Work to be completed. Could you write out every record below exactly, leaving out any pictures?

Given information.
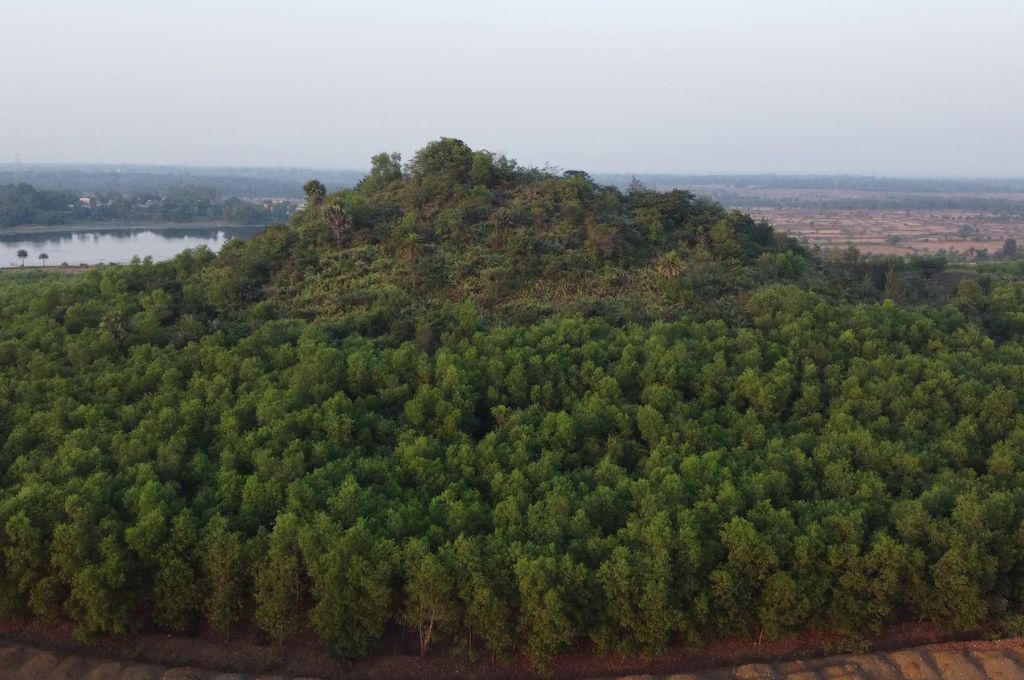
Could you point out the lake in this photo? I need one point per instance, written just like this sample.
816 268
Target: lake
99 246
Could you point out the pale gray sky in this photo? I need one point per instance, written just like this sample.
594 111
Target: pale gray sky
898 87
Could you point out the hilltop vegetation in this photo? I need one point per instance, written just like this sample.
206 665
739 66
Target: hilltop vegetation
512 412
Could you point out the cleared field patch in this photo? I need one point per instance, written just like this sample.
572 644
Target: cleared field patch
898 231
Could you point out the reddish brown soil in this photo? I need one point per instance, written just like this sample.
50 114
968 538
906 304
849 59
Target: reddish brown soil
247 653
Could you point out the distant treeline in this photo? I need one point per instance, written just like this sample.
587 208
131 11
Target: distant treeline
24 204
1000 206
821 182
243 182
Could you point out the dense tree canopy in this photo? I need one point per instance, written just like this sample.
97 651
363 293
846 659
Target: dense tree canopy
512 411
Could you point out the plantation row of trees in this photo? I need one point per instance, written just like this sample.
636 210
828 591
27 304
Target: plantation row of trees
662 424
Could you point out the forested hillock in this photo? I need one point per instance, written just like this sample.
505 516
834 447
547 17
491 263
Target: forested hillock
512 412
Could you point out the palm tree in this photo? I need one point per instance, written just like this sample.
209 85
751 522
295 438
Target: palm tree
670 265
340 220
114 324
314 193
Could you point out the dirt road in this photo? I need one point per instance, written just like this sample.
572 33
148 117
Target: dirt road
972 661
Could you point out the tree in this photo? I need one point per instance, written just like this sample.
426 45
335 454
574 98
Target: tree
279 581
339 218
430 601
670 265
223 576
315 192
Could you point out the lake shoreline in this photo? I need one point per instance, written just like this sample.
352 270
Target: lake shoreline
112 226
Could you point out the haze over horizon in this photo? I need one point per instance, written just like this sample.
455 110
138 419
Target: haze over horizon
909 88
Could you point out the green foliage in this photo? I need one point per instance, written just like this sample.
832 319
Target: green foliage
510 411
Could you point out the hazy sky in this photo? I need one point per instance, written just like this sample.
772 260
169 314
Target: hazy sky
905 87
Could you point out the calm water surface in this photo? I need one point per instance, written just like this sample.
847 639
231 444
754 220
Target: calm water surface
98 246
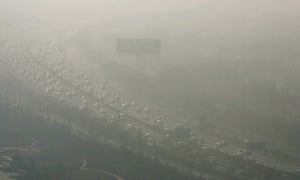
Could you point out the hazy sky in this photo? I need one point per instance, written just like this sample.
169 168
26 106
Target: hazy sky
99 8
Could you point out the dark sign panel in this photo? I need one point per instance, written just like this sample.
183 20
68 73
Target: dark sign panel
139 46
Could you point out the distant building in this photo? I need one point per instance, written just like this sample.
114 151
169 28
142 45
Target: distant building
182 132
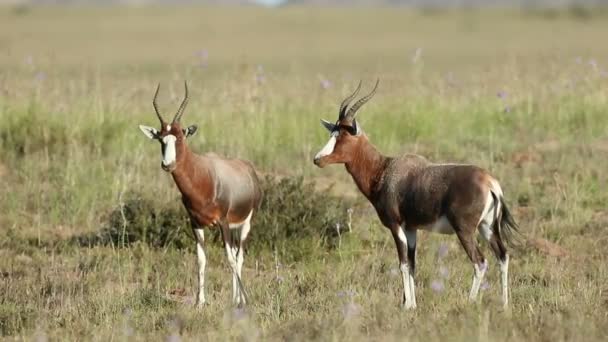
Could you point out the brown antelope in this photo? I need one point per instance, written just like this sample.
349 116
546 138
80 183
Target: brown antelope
216 192
411 193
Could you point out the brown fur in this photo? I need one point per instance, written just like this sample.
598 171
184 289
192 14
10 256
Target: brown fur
411 193
197 179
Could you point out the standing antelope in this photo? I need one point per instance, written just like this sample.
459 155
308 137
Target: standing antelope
216 192
411 193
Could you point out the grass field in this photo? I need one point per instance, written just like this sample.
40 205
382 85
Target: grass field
522 94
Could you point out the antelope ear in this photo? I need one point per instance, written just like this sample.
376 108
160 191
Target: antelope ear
328 125
150 132
190 131
356 127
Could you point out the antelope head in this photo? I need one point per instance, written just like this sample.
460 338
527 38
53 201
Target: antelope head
171 135
345 134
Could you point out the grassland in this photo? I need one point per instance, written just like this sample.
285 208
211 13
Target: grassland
521 94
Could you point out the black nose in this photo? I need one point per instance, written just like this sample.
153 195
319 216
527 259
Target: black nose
168 168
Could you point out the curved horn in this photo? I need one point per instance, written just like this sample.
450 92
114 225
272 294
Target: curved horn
347 100
352 112
162 122
180 111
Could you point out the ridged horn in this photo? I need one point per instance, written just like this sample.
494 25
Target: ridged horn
347 101
352 111
180 111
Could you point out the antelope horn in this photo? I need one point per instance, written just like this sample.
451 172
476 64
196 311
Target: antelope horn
346 102
352 111
180 111
162 122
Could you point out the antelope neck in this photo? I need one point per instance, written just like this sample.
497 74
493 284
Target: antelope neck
191 172
366 167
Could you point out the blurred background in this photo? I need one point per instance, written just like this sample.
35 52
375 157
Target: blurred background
94 243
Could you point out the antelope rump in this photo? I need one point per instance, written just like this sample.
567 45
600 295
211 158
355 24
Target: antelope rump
216 192
410 193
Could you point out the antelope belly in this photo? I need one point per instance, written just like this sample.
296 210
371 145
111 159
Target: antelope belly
441 226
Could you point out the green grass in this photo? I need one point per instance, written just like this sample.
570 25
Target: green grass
76 82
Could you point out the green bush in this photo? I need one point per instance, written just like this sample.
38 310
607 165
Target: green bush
293 220
138 219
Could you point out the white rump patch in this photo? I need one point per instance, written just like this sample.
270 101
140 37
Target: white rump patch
329 147
150 132
169 153
244 224
441 226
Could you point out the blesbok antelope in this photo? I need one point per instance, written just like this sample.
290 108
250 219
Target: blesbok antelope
411 193
216 192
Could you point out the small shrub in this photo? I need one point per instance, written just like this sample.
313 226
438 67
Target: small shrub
293 220
139 220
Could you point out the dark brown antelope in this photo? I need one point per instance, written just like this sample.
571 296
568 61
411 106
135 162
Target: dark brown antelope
411 193
216 192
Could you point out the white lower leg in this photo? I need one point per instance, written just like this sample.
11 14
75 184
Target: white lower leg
412 290
239 265
407 292
504 277
202 263
480 271
233 270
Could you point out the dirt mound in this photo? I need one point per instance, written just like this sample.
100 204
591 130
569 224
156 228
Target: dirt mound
547 247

Solution to this task.
Could you point out the lake in this photo? I need one point per instance, written just like this sample.
816 268
Target: lake
99 246
Could you point out the pale gray sky in this photo? I need one point per instance, written just like this sample.
594 111
Target: pale gray sky
898 87
Could you point out the hilltop vegetation in this photo? I need one point per instance, written just like this sample.
206 665
739 66
Target: hilltop vegetation
512 412
Could you point out the cleared field patch in this photo? I need one point per instance, written just like this sample.
572 644
Target: cleared field patch
898 231
Could you point out the reddish brown soil in this photo? I need one point per instance, written just like this sample.
50 114
968 538
906 304
849 59
Target: reddish brown soil
247 653
Could you point out the distant treeline in this photo? I need one point per instance, written just like this sample.
587 208
131 11
Target: distant treeline
24 204
1000 206
821 182
243 182
Could you point out the dense tree canopy in this photo? I need one point per instance, written just like this sample.
97 651
363 293
846 659
Target: dense tree canopy
512 411
Could you point out the plantation row of trees in this photo? I need one point per instance, written just like this sample.
636 210
828 591
27 304
Target: plantation row of trees
662 424
Could you point out the forested hillock in this photo? I need one point per instance, written just like this sample.
505 516
834 447
547 17
491 263
Target: forested hillock
512 412
Could you point out the palm tree in this photo? I need one point per instance, written just like this sample.
209 85
751 522
295 438
Target: palm tree
670 265
340 220
114 324
314 193
Could you point out the dirt road in this photo? I need one point per instance, written just like this sample.
572 33
148 117
Target: dirt road
972 661
Could you point out the tree in this photo? I need one point per instance, written just like this sample.
426 45
335 454
574 98
Target: tree
279 581
339 218
430 601
670 265
223 576
315 192
Could you point out the lake shoreline in this photo? I need one point per instance, written just like this sample.
352 270
Target: lake shoreline
112 226
Could you point out the haze over horizon in this photo? I need one point per instance, written just like this sample.
455 110
138 419
Target: haze over horizon
909 88
Could you point out the green foliage in this photo? I need one point per instance, written just like this sample.
832 319
Target: green foliage
510 411
Could you point out the hazy sky in this photo? I need one point per instance, written just like this sample.
772 260
169 314
Target: hazy sky
905 87
Could you point out the calm water surface in this photo? I need one point per instance, written just like this sample.
847 639
231 444
754 220
Target: calm water surface
98 246
Could you point out the hazy sky in this photo? I need one point per instance, written just like this sample.
169 168
26 106
Target: hazy sky
99 8
Could you point out the dark sign panel in this photo? I need one point per instance, written just like this sample.
183 20
68 73
Target: dark sign panel
139 46
Could you point out the distant building in this photo? I need one point per instance, written just like this sample.
114 151
169 28
142 45
Target: distant building
182 132
Could you point out the brown antelope in this photo? I need one point per instance, written just like this sample.
349 116
546 138
80 183
Target: brown antelope
216 192
411 193
Could you point out the brown fur in this photo? I need one point per instance, written just like this sample.
598 171
184 289
192 14
10 256
Target: brown fur
411 193
197 179
Could you point out the standing antelope in this photo? I need one point per instance, written just like this sample.
459 155
308 137
Target: standing antelope
216 192
411 193
Could you point out the grass field in this photo? I need one point per instance, written just like this sample.
40 205
382 85
Target: grass field
522 94
Could you point out the antelope ear in this photo? I need one point per instance, written just like this sample.
376 108
160 191
Target: antelope ear
328 125
150 132
190 131
356 127
Could you point out the antelope head in this photo? I need one point per instance, written just like this sample.
460 338
527 38
53 201
Target: antelope head
171 135
345 134
Could you point out the grassland in this photo? I need one point per instance, written just like this sample.
285 208
211 13
Target: grassland
521 94
Could you point out the black nose in this photo? I need one point per instance, written just like this sample.
153 195
319 216
527 259
Target: black nose
168 168
Could you point out the curved horn in this photo? I need one point per instance, written just like this sample.
450 92
114 225
272 294
Target: curved horn
347 100
352 112
162 122
180 111
Could you point out the ridged horn in this photo? I need one point per instance, written just like this sample.
494 25
Target: ridged horn
347 101
352 111
180 111
Could you point out the antelope horn in this photo? I need one point per instance, written just like this sample.
451 172
476 64
196 311
Target: antelope horn
346 102
352 111
180 111
162 122
Could you point out the antelope neck in this photo? I need one point per instance, written just like this sample.
497 74
493 284
Target: antelope neck
191 172
366 167
Could you point out the blurred background in this photo? I need one point per instance, written just like this sample.
35 52
375 157
Target: blurred background
94 243
Could you point out the antelope rump in this photo? I need one point per instance, written just like this sample.
567 45
600 295
211 158
355 24
Target: antelope rump
216 192
410 193
Could you point out the antelope belly in this photo? I need one point per instance, written just like this sample.
296 210
371 145
111 159
Target: antelope belly
441 226
Could you point out the green grass in this photo? I need one point per instance, written just like this sample.
570 25
Target: green grass
76 82
Could you point out the green bush in this photo? I need one point per instance, written just like this sample.
38 310
607 165
Target: green bush
293 220
138 219
Could you point out the white rump patch in this photo? I need one point per instance, written just like this sample.
270 101
140 37
Target: white rump patch
329 147
150 132
169 153
244 224
441 226
Could you point out the blesbok antelope in this photo? I need one point per instance, written just like this sample.
290 108
250 219
Target: blesbok antelope
411 193
216 192
Could you point out the small shrub in this photo? I need one point per instance, written just like this sample.
313 226
438 67
Target: small shrub
293 220
139 220
Could you point out the dark brown antelope in this photo? I need one point per instance, written just like this sample.
571 296
568 61
411 106
135 162
Target: dark brown antelope
411 193
216 192
Could you point out the white lower leg in this photo? I need one point per instance, written just like this sample.
11 14
75 184
Target: white lower leg
412 290
239 265
407 292
504 277
202 263
480 271
233 270
Could you point out the dirt mound in this photo? I need one point per instance, written just like this sample.
100 204
591 130
569 224
156 228
Target: dirt mound
547 247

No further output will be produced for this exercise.